Well for starters... Since I started high school my list of phobias has nearly quadrupled (quadruppled? quadroopled? quad... Ah fuck it.). Which, with most people this would be worrisome... But these phobias are just an embarassment.

I have, my entire life, had these phobias:

*Arachnophobia (Fear of spiders)
*Kakorrhaphiophobia (Fear of Failure)
*Autophobia (A fear of solitude. Or abandoment. Mostly, for me it means abandonment but since the fifth grade (when I watched an episode of justice league where The Flash, my favorite character, got frozen in time and nearly lost his mind...) I have been afraid of both.)
*Agoraphopia/claustrophobia (I have this intense fear of closets... I feel like things will come out of them and drag me into their midst. Luckily... There is one RIGHT BESIDE MY BED...)
*Alchluophobia (or Nyctophobia) (Fear of the Dark.)
*Dentophobia (Fear of the Dentist)- I don't like other people's hands in my mouth. OR the taste that is left in your mouth afterwards.

Since beginning highschool these phobias have been added to the list:

*Algophobia (Fear of Pain)- Not too strange right? I just flinch every time someone raises a hand for no reason... Seriously no reason. Oh! Maybe it was the emotional beating that came with high school... Like the fruit cake that always comes with Christmas.
*Apeirophobia (Fear of infinity)- This one really is understandable. The thought that we cannot measure the universe is daunting. But astronomy has done this to me:
*Cleithrophobia (Fear of space)- I had a panic attack three days ago because we watched a video that took you from a picnic all the way out to space where Earth can't even be seen any more... I kept thinking... What if we never find Earth again? Holy shit... Holy shit... What then? WHAT THEN?!... Which leads to:
*Dementophobia (Fear of becoming insane)
... Moving on....
*Aphenphosmphobia (Fear of being touched)- Which isn't too intense.
* Fear of Yellow Lights- You know... The push-over sibling of red and green... Red says STOP and green says GO, but Yellow says: "Hey, could you slow down? I might turn red... You really hould consider... No? Okay...". This fear is because of the car acciendent.
*Asthenophobia (Fear of fainting)- Cause I fainted after giving blood.

---+---

EXERCISES:
(A) Summarize the phobia list in two sentences.
(B) Identify each line of the rows that contains the string "shrub".
The text and the rows have no connection to each other.

Some rows:

---+---

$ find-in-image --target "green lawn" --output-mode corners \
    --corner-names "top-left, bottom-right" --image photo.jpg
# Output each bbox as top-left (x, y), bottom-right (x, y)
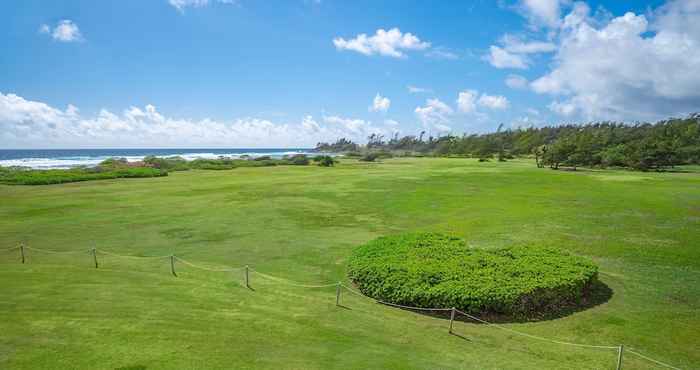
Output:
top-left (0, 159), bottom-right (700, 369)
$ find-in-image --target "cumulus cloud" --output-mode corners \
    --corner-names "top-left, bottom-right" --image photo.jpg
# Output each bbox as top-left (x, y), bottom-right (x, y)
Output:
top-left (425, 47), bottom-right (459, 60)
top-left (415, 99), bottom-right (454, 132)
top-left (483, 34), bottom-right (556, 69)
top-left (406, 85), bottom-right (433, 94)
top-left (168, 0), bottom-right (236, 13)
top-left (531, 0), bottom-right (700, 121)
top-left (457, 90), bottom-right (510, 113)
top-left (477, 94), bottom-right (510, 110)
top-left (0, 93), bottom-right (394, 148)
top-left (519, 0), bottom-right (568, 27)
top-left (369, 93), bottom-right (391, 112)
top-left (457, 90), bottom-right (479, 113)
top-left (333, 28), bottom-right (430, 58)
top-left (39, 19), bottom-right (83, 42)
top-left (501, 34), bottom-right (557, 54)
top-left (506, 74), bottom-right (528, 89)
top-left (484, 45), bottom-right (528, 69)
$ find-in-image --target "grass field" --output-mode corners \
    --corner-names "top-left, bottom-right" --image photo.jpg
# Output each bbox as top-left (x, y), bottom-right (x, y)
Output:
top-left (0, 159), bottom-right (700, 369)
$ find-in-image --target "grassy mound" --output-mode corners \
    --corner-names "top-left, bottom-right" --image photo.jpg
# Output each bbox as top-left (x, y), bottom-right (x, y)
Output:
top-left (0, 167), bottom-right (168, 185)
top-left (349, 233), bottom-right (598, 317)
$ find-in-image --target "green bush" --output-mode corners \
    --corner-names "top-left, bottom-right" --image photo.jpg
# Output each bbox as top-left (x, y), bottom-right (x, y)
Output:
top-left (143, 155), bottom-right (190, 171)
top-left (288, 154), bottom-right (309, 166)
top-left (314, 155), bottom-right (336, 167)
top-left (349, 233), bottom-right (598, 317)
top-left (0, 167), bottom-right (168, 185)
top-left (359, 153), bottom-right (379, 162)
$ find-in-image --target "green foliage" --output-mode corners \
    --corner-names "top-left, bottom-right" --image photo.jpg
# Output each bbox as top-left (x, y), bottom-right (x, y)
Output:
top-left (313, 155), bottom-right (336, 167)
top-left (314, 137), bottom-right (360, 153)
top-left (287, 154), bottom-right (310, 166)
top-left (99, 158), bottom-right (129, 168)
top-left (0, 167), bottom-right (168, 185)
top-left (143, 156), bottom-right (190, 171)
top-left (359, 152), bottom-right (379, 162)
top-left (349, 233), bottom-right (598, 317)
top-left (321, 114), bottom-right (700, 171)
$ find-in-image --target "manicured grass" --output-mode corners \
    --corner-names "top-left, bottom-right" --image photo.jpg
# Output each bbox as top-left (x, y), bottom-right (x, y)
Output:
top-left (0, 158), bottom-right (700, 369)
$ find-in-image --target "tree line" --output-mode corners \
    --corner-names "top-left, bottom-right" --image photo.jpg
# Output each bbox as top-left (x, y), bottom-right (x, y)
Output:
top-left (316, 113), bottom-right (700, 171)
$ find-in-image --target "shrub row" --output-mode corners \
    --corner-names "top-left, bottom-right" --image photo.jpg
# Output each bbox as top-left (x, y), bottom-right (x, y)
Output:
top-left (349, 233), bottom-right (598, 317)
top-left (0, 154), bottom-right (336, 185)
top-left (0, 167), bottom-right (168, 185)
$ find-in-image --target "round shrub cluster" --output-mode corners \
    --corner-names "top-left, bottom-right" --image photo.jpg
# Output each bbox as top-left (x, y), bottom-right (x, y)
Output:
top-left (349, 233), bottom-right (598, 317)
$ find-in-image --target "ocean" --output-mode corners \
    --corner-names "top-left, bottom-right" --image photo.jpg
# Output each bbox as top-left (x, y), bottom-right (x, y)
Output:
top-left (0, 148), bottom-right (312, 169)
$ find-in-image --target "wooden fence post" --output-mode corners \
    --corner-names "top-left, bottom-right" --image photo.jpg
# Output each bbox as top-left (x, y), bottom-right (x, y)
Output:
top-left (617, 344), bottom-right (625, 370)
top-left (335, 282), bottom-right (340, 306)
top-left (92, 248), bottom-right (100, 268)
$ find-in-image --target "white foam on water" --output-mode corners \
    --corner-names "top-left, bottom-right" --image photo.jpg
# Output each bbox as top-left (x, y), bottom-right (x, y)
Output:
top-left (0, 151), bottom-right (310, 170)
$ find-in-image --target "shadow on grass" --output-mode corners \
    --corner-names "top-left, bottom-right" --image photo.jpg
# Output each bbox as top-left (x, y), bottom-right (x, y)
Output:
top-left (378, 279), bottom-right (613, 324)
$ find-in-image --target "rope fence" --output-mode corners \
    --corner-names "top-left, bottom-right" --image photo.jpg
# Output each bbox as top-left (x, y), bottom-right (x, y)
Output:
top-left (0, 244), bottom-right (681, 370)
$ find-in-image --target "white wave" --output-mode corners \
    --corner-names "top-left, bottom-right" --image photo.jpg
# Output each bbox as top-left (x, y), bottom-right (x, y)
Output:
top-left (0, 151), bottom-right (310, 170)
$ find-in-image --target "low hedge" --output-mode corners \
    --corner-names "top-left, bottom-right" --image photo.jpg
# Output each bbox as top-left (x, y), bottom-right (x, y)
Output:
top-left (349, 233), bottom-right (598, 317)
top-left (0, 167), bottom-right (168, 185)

---+---

EXPECTED OUTPUTS:
(A) The writer names lifelong phobias, including fears of spiders, failure, solitude or abandonment, closets, the dark, and the dentist. Since high school began, the list has nearly quadrupled, adding fears of pain, infinity, space, becoming insane, being touched, yellow lights, and fainting.

(B)
$ find-in-image --target "shrub row" --output-mode corners \
$ find-in-image --target "round shrub cluster" --output-mode corners \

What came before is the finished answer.